§ **CONSIGNE**: Les affirmations suivantes concordent-elles avec l’article sur les 850 ans de Beijing ? 1. Beijing a reçu son titre de capitale en 1153. 2. Le pont Lugou date de la dynastie des Yuan. 3. Un ingénieur népalais a conçu le temple Baita. Répondez par oui ou non à chacune, en citant à l’identique les mots de l’article qui tranchent.

§ **EXTRAIT**:
== == ==

Novembre/Décembre 2003

 

 

 

 

 

 

 

 

 

 


Le seul mensuel multilingue d'intérêt général en Chine, publié en français, anglais, espagnol, allemand, arabe et chinois.

 

Bon 850e anniversaire, Beijing!

LU RUCAI

Le temple Baita (Dagoba blanc) conçu et construit par un ingénieur népalais à l’époque des Yuan. Le pont Lugou (pont Marco Polo) construit sous la dynastie des Jin.

Depuis l’attribution de son titre de capitale en 1153, Beijing cumule une histoire de 850 ans. À la façon d’un livre d’histoire, notre reportage vous fait découvrir les faits, les caractéristiques et les personnages marquants de cette ville.

LA ville de Beijing ne date pas d’hier. M. Lin Yutang, prosateur chinois déjà connu en Occident au dernier siècle, a écrit un article intitulé Beiping l’émouvante, (l’ancien nom de Beijing) dans lequel on peut lire : « Beijing est comme une grande dame âgée au caractère mûr. » Encore aujourd’hui, on déterre beaucoup de vestiges millénaires dans des chantiers de construction. C’est grâce à ces découvertes archéologiques que Beijing peut s’enorgueillir de sa valeur et de sa civilisation. Depuis 850 ans, du pont Marc Polo, construit sous la dynastie des Jin (1115-1234) mais qui peut encore porter la charge des passagers et des voitures, jusqu’à la porcelaine à décor bleu de l’époque des Yuan (1271-1368), et depuis les siheyuan (maisons à cour carrée) jusqu’aux palais royaux, toutes ces particularités ont permis à la ville de Beijing d’être « une perle » qui brille dans l’histoire culturelle du monde.

== == ==

§ **LES DONNÉES**:
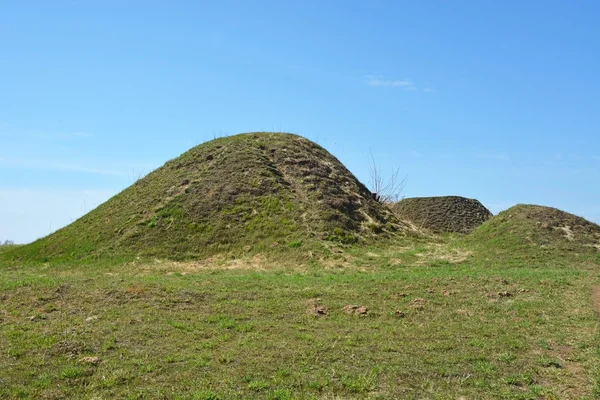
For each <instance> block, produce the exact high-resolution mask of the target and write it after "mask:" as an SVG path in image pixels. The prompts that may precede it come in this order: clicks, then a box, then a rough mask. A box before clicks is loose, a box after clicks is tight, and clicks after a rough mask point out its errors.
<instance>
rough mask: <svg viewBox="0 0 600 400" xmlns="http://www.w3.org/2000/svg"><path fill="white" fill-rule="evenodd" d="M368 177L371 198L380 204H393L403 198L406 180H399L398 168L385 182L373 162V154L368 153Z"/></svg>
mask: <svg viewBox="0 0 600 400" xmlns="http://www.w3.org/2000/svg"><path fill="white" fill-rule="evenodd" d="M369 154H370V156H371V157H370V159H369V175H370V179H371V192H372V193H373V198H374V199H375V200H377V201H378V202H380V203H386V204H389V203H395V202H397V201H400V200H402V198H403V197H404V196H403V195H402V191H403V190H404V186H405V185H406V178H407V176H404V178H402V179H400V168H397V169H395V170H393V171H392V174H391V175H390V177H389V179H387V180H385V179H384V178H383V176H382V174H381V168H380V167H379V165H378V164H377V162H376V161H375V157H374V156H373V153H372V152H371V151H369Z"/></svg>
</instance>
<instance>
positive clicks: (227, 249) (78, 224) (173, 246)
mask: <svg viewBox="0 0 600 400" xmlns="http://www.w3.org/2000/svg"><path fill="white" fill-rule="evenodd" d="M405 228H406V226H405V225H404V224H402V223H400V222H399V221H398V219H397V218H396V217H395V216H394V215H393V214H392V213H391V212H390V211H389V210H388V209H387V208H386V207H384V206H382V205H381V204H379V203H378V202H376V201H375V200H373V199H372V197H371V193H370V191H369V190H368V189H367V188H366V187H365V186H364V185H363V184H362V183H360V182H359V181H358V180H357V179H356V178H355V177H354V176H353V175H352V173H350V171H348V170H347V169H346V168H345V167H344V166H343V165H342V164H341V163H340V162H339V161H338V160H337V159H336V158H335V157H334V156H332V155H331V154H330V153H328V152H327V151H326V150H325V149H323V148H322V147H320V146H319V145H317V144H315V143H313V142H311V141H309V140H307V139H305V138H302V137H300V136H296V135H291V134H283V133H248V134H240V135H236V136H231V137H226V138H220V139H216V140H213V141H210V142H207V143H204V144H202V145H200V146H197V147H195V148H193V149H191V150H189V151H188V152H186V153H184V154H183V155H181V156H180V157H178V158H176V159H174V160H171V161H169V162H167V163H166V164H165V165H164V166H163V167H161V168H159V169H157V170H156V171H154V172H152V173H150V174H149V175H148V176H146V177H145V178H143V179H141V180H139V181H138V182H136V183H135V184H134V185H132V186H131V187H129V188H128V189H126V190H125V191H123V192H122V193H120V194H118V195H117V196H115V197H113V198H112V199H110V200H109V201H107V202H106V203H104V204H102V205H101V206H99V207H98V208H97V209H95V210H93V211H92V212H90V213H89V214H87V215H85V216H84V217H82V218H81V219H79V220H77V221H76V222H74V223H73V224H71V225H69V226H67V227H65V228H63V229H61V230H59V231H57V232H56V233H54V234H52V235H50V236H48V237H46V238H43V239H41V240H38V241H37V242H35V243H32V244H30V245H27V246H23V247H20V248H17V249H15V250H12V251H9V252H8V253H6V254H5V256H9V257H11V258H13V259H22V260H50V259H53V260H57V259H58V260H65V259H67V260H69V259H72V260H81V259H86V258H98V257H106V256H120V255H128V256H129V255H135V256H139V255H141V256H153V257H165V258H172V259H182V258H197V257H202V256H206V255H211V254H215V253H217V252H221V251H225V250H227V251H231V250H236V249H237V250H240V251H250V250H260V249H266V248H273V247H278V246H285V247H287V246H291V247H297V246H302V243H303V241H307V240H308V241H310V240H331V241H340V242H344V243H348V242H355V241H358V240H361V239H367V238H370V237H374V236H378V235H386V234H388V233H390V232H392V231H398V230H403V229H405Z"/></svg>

== == ==

§ **RÉPONSE**:
1. Oui : « Depuis l’attribution de son titre de capitale en 1153 »
2. Non : « Le pont Lugou (pont Marco Polo) construit sous la dynastie des Jin. »
3. Oui : « Le temple Baita (Dagoba blanc) conçu et construit par un ingénieur népalais »